▶ Your objective:
From the records below, copy each line that has the word "black" in it.

▶ Materials provided:
----------------------------------------

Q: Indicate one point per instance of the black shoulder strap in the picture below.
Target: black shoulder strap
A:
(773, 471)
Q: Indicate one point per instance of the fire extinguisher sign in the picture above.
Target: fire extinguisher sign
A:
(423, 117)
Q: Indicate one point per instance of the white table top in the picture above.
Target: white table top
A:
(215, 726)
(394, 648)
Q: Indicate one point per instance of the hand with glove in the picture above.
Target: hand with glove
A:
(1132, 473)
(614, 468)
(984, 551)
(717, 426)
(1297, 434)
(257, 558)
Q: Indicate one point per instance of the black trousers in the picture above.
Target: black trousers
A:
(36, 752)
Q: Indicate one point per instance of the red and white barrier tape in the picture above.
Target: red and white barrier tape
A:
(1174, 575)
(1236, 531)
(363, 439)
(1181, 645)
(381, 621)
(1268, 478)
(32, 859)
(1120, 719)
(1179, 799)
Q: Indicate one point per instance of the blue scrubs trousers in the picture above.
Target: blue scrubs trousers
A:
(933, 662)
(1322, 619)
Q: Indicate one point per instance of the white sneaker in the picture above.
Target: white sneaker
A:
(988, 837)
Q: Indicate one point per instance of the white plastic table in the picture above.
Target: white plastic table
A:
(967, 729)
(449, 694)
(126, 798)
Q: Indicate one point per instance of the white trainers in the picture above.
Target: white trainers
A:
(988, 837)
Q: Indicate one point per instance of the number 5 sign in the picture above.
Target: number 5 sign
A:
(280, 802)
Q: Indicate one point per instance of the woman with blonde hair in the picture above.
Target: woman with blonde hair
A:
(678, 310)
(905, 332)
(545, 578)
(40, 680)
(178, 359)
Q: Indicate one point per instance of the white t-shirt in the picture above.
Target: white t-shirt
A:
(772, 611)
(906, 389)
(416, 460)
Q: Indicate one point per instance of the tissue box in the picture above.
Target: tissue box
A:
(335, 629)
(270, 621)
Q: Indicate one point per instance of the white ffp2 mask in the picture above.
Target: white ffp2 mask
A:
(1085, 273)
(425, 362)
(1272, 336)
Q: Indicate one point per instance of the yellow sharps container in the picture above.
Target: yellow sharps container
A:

----------------------------------------

▶ Result below:
Q: Indicate one point per instance of the black shoulder strap in the picture below.
Target: black shoulder strap
Q: Indicate one point per instance of the black trousers in the picture above.
Target: black trousers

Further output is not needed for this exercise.